◆ Esercizio scritto A ◆
Puoi riscrivere come elenco il paragrafo del testo sul calcio che comincia con «Il calcio è un meraviglioso giuoco», conservandone i fatti principali?

◆ Documento di origine ◆
Una storia personale del tifo per il Bologna, dagli anni '80 alla Champions League.

Opinioni pubbliche e segrete speranze

Il calcio è un meraviglioso giuoco, una passione sfrenata, un immenso business, un sistema di segni, un rituale collettivo, una questione geopolitica, un’espressione della cultura popolare e molte altre cose ancora. Le contraddizioni, va da sé, sono dietro l’angolo: la crema della società britannica lo elesse a paradigma della gentlemanship, mentre la working class lo vide come strumento di riscatto; la dittatura fascista lo impiegò come leva per il prestigio nazionale e forma di controllo delle masse, mentre Pasolini trovava ovvio il parallelismo con la scrittura, al punto da attribuire ai fuoriclasse degli anni ’60 caratteristiche di poeti o narratori.

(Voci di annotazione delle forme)
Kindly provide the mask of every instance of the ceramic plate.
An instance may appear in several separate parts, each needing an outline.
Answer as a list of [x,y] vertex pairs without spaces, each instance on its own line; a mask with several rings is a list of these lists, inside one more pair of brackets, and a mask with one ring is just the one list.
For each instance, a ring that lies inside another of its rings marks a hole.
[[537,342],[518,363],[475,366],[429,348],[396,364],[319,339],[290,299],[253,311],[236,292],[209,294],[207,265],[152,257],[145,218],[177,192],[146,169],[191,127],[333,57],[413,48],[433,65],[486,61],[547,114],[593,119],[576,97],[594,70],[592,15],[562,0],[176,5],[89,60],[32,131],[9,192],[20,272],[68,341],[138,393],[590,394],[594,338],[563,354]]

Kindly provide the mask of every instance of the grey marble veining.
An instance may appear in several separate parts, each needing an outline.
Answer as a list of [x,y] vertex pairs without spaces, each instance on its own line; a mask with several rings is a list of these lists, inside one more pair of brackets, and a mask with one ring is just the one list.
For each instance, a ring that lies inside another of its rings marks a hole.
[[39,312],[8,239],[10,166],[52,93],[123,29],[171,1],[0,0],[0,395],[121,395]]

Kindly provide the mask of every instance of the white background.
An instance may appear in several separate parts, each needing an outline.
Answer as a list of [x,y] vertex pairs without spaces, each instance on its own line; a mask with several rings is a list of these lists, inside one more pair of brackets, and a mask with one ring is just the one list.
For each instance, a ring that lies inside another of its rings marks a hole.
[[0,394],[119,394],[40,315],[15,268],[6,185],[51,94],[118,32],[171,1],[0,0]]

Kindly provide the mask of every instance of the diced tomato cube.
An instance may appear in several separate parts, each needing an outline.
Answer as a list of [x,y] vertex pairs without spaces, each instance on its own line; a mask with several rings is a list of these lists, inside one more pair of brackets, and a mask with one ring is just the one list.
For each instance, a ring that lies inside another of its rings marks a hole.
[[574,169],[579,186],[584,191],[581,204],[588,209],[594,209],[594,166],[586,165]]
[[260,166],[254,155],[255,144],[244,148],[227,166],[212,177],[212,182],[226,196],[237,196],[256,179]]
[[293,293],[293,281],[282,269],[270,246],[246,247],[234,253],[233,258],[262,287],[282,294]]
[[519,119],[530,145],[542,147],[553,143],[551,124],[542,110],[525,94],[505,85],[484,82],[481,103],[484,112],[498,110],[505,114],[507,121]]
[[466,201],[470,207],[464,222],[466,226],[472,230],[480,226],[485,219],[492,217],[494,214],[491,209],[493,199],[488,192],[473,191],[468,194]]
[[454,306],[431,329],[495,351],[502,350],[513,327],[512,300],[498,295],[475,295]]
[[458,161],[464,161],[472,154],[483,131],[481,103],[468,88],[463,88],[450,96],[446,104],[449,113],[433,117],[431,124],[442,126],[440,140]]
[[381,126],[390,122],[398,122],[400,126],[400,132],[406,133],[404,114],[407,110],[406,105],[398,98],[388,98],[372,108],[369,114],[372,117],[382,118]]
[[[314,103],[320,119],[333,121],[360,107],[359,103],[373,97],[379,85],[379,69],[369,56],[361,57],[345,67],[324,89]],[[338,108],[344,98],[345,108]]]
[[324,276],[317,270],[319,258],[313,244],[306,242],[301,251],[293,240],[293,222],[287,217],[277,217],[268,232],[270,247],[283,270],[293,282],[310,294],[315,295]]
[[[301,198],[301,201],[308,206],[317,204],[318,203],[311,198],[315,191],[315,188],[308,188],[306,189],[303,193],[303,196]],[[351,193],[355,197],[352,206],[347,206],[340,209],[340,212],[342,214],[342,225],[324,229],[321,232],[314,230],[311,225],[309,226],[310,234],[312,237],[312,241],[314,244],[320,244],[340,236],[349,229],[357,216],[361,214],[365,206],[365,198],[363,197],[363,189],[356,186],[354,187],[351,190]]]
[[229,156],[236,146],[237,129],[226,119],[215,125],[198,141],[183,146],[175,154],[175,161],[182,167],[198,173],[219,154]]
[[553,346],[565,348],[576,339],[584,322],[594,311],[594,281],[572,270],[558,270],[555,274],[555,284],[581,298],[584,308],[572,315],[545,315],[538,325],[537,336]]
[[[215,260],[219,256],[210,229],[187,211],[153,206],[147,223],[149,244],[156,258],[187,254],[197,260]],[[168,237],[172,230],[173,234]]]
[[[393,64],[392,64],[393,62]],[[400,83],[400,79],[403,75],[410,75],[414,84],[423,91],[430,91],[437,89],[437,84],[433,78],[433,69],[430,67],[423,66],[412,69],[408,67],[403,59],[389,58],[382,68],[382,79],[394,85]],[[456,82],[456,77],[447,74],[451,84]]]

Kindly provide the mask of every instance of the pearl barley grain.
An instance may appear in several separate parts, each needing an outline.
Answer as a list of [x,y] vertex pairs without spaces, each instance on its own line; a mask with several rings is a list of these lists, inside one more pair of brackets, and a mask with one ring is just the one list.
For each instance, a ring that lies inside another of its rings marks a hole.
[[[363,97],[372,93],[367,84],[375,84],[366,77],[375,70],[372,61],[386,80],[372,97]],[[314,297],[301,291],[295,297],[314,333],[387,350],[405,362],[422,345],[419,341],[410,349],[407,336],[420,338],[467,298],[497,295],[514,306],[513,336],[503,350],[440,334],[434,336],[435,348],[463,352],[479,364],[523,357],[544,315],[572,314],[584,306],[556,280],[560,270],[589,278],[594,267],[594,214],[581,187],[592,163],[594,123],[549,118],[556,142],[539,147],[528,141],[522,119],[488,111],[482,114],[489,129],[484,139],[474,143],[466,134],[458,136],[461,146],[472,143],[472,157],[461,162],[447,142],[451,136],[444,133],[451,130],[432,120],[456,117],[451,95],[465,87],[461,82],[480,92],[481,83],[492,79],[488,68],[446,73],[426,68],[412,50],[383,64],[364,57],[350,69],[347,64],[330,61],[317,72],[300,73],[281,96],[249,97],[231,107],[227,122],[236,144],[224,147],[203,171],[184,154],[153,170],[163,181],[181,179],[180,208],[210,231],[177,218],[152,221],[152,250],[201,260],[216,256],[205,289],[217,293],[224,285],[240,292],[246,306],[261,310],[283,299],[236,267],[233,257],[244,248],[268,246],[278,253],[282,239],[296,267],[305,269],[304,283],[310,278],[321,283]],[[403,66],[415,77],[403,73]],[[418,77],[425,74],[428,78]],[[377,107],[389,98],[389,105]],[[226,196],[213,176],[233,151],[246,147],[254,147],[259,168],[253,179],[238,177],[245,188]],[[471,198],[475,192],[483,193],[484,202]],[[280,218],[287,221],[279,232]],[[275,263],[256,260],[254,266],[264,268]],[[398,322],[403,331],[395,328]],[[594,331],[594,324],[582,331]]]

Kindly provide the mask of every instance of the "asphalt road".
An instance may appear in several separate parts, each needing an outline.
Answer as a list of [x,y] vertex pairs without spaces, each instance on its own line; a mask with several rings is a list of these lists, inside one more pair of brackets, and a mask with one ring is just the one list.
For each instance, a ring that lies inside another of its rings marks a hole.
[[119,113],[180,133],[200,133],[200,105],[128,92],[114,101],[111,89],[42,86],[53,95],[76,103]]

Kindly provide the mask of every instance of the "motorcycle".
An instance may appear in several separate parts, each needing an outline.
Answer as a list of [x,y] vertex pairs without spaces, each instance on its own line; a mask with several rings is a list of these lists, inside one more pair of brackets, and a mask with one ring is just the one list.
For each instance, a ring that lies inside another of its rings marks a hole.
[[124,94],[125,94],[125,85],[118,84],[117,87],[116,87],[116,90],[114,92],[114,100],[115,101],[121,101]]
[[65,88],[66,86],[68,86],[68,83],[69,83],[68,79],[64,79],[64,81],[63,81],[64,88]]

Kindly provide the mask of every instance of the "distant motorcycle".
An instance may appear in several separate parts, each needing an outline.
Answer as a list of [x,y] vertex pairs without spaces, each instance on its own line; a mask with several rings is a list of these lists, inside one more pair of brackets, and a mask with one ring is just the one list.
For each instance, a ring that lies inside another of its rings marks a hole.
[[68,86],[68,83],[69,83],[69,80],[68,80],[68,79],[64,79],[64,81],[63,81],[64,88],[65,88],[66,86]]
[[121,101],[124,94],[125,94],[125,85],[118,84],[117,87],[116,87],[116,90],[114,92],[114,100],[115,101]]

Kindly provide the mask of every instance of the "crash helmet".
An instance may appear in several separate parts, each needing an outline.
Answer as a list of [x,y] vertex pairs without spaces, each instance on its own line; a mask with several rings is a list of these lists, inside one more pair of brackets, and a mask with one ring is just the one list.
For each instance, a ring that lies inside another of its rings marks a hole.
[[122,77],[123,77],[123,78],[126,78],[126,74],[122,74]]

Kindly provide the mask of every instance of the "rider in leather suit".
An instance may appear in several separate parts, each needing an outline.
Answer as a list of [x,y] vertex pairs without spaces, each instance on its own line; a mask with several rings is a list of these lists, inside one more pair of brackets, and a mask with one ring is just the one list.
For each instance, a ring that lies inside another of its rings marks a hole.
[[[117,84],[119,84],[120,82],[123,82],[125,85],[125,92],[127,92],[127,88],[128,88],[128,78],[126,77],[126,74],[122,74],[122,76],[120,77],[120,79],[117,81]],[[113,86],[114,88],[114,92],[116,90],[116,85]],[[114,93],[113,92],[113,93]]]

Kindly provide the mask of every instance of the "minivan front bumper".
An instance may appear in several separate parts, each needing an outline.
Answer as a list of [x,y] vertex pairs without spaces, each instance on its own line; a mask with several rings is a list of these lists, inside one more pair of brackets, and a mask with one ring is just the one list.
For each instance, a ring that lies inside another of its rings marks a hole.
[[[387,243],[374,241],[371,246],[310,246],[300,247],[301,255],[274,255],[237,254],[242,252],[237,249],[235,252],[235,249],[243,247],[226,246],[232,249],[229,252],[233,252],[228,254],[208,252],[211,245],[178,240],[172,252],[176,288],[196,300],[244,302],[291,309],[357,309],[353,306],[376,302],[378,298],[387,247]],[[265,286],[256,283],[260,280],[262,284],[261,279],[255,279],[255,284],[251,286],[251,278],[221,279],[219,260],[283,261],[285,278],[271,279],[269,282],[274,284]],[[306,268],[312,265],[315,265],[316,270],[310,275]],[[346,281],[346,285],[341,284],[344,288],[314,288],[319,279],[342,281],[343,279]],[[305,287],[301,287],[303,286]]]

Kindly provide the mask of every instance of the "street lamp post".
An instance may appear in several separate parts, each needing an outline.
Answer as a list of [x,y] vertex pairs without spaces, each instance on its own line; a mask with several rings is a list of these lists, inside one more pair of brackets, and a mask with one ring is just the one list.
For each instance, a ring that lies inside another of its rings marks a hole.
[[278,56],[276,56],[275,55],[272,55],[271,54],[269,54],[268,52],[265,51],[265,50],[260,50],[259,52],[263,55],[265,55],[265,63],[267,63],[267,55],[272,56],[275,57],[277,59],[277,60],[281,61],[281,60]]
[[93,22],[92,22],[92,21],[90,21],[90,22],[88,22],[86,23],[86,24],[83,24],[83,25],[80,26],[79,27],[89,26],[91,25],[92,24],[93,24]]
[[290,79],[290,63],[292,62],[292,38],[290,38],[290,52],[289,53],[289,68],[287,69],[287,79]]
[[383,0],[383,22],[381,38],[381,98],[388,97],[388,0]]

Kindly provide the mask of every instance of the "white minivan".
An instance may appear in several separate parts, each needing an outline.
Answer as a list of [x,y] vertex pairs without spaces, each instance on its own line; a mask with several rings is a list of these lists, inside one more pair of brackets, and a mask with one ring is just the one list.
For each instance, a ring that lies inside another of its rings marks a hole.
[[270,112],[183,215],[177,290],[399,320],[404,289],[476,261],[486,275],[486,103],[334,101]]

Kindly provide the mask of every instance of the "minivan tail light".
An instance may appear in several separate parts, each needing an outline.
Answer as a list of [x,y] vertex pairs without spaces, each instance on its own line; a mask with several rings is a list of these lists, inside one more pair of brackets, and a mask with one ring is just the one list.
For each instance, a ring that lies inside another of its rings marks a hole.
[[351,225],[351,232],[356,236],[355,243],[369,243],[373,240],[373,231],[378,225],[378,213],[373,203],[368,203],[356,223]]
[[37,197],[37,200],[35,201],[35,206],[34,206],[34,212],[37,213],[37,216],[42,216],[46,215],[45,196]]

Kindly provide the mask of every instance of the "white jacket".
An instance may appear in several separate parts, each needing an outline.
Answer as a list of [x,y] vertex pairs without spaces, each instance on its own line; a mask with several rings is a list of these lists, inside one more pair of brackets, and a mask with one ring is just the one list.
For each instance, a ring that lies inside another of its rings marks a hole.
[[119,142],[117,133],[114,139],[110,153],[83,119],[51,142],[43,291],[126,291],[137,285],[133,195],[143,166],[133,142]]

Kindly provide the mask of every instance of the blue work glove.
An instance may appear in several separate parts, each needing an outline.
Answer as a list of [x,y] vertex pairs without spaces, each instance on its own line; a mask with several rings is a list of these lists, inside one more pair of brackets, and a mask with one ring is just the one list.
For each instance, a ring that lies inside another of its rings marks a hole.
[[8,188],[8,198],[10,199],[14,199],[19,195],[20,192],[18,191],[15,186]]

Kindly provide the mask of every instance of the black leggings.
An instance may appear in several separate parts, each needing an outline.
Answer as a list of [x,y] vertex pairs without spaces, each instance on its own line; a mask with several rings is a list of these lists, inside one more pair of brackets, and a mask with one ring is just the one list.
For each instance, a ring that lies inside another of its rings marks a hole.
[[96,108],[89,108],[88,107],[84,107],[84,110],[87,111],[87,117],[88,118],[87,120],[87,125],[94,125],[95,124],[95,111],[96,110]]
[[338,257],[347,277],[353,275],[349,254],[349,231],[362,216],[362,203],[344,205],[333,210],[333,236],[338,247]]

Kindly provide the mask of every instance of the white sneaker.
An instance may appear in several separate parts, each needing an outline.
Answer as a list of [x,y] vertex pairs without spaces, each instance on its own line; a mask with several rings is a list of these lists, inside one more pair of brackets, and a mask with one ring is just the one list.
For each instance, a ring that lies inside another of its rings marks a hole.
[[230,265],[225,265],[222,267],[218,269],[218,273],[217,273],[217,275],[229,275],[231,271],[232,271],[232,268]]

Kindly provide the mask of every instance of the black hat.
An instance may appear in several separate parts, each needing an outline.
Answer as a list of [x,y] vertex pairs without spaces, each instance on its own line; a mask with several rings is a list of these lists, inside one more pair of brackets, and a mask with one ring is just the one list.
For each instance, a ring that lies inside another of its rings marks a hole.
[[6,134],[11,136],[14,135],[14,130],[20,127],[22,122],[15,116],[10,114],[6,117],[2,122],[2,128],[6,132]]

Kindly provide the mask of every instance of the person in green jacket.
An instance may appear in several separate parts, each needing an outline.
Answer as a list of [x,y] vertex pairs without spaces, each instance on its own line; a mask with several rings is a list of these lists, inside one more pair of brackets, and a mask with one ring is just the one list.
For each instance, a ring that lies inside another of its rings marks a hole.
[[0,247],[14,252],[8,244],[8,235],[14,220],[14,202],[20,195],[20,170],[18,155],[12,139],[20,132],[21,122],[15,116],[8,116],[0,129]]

◆ Esercizio scritto B ◆
Raccogli tutte le righe dei record che contengono la parola "black" e copiale.

◆ Risposta A ◆
- Il calcio è molte cose insieme: gioco, passione sfrenata, grande business, sistema di segni, rituale collettivo, questione geopolitica ed espressione della cultura popolare.
- Le contraddizioni sono frequenti.
- L'alta società britannica ne fece un modello di gentlemanship, mentre la working class lo vide come strumento di riscatto.
- La dittatura fascista lo usò per il prestigio nazionale e per controllare le masse.
- Pasolini lo accostava alla scrittura e attribuiva ai fuoriclasse degli anni '60 caratteristiche di poeti o narratori.

◆ Risposta B ◆
Kindly provide the mask of every instance of the black leggings.
Kindly provide the mask of every instance of the black hat.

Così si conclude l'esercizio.